--- Text provided ---
Small businesses have had a hard year and a half to sat the least. Though many consumers did what they could to patronize these locations, both in their brick-and-mortar and online presences, the pandemic restrictions limited operations for most small to medium-sized businesses (SMBs) significantly. Unfortunately for some, this means that they have had to close their doors for good. Thankfully, many others were able to ride out the storm of the pandemic in one way or another and have come out what seems to be the other side of all of this COVID chaos.
Now that SMBs are gaining regular patronage and some normalcy back, the financial stress that the pandemic caused is thankfully fading. However, small businesses often struggled with budgets even in the pre-pandemic world as they simply don’t have the capital and reach of the massive entities which have a global presence. With a more modest budget to work with, small business owners know how important it is to create and stick to these financial plans in order to allow for continued growth and success. Things like paying for equipment, supplies, rent for brick-and-mortar locations, and employee pay are among the basics for what a small business owner will consider when creating their budgets, but something that is often overlooked is cybersecurity. You may be a small business owner reading this and think Cybersecurity? Cyber criminals don’t want anything to do with a business of my size – I’ve only seen companies like Target or Home Depot get hit with a cyber attack in the news. I don’t need to worry about it. However this is a major misconception as 43% of data breaches involve SMBs and 61% of businesses in this size range have reported at least one cyber attack in the last year.
Cybercriminals like to target small businesses because they usually do not have strong defenses in place, so it is an easy day at the office for these hackers when going after SMBs — but it doesn’t have to be. As a small business owner reading this, you may be panicked or think Well shoot, now I need to take my already tight budget and spread it further to protect against a cyber attack? Where do I even start? This is an understandable thought process, as just looking at the world of cybersecurity can be overwhelming. You don’t have to have a complicated cybersecurity plan and there are ways to incorporate cyber defenses into your small business without having it be a heavy blow to the budget.
- Password protection and multi-factor authentication — Do not make the simple yet sometimes fatal mistake of not password protecting everything that is essential to your business. Using strong, unique passwords is a free cyber protection you can take which can make it harder for cyber crooks to gain access to your accounts. There are many free password managers you can download in order to keep track of these passwords in order to make your job easier. For certain accounts, you will have the option to enter a password and have a secondary login method which is typically a one-time use code sent to your phone or email address — this is what is known as multi-factor authentication. Utilizing multi-factor authentication on top of strong password use adds in a layer of protection that would otherwise not be there. It acts as an additional barrier between malicious actors and your vital customer and business information.

--- Data extracts ---
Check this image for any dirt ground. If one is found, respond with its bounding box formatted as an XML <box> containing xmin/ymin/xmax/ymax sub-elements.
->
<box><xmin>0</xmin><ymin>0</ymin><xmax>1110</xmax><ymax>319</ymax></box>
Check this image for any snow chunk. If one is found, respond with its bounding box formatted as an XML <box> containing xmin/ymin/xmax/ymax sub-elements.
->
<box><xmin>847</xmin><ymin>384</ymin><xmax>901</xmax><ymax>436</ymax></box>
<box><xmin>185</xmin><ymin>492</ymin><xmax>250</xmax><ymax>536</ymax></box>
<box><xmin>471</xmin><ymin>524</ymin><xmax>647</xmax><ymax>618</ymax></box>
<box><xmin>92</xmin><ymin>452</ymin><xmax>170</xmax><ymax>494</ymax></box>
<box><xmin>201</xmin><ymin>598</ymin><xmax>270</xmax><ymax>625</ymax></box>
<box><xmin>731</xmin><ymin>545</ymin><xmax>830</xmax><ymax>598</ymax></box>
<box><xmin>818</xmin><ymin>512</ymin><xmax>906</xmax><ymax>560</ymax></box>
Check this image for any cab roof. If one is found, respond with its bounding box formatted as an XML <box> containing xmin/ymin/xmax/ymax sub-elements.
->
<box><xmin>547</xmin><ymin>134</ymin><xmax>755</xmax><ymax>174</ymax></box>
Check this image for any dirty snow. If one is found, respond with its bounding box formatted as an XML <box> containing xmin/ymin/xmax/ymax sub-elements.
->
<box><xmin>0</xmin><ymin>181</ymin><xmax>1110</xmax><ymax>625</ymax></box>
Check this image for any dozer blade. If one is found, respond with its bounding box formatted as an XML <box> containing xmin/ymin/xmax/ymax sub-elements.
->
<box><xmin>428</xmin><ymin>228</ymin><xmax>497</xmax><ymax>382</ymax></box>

--- Problem to solve ---
Write the next part of the piece on cybersecurity for small businesses, picking up after its last sentence. The data has no role in this work.

--- Response area ---
- Educate employees about cybersecurity best practices —Yet another free or low cost cybersecurity tactic you can implement to protect your small business is employee education. The number one cyber attack that infiltrates small businesses is the dreaded phishing attack. These fake, malicious email scams can be avoided if you as a business owner take the time to help employees identify a scam email and that you as the head of the company create a space where employees can come to you or a dedicated IT team with any issues. As is crucial for a parent raising children, you as the head honcho should be sure to practice what you preach. By having strong cybersecurity best practices for yourself, employees will know you take this seriously for your business and they will do the same. Be sure to have continuous trainings and even try to test employees to see how well they comprehend the concepts they are being taught.
- Use a firewall — A firewall is a network security system that acts as a barrier between your legitimate business traffic and malicious attempts on your network. It monitors and controls network traffic based on your input for what is considered good or allowed data and what is malicious. You have a mission or vision for your small business, and you likely are incredibly busy ensuring your ideas become reality. Firewalls allow you to focus on your job while they work in the background to protect your business. Firewalls vary in prices, so you should be able to find one which fits into your business’ cybersecurity budget and can gradually update as you see fit.
- Invest in a network risk assessment — Once it fits in your budget, invest in a cybersecurity network risk assessment. This will identify any issues or vulnerabilities in your business’s existing networks and allow for cybersecurity professionals to know where to start when you expand your cyber defenses.